A block of data
◇ ◇ ◇ ◇ ◇ ◇ ◇

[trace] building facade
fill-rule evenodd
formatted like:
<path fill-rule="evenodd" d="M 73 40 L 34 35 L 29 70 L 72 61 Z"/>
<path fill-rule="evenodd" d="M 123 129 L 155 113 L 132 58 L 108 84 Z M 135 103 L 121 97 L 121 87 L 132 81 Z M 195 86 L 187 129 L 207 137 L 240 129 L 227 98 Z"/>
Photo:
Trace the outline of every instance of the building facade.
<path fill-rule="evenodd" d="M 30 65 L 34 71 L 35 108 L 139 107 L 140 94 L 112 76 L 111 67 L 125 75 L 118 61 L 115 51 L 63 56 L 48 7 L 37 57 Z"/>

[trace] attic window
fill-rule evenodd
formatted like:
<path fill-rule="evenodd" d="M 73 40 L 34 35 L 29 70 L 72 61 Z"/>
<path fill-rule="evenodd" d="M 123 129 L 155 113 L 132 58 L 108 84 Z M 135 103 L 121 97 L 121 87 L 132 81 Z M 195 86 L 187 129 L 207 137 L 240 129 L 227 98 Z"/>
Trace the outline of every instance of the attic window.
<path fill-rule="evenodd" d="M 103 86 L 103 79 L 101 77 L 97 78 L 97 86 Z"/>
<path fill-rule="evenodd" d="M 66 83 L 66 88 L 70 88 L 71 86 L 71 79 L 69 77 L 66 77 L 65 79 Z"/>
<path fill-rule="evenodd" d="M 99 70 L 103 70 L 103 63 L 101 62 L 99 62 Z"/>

◇ ◇ ◇ ◇ ◇ ◇ ◇

*Task*:
Can you set down the lines above exactly as they appear, from the line containing "[trace] attic window" through the end of the lines?

*Response for this exercise*:
[trace] attic window
fill-rule evenodd
formatted like:
<path fill-rule="evenodd" d="M 73 40 L 34 35 L 29 70 L 72 61 Z"/>
<path fill-rule="evenodd" d="M 123 129 L 155 113 L 132 58 L 108 84 Z M 135 103 L 121 97 L 121 87 L 132 81 Z M 195 86 L 187 129 L 207 137 L 240 129 L 227 98 Z"/>
Trace the outline of every instance of the attic window.
<path fill-rule="evenodd" d="M 103 86 L 103 79 L 101 77 L 97 78 L 97 86 Z"/>
<path fill-rule="evenodd" d="M 66 83 L 66 88 L 70 88 L 71 86 L 71 79 L 69 77 L 66 77 L 65 79 Z"/>
<path fill-rule="evenodd" d="M 99 70 L 103 70 L 103 63 L 101 62 L 99 62 Z"/>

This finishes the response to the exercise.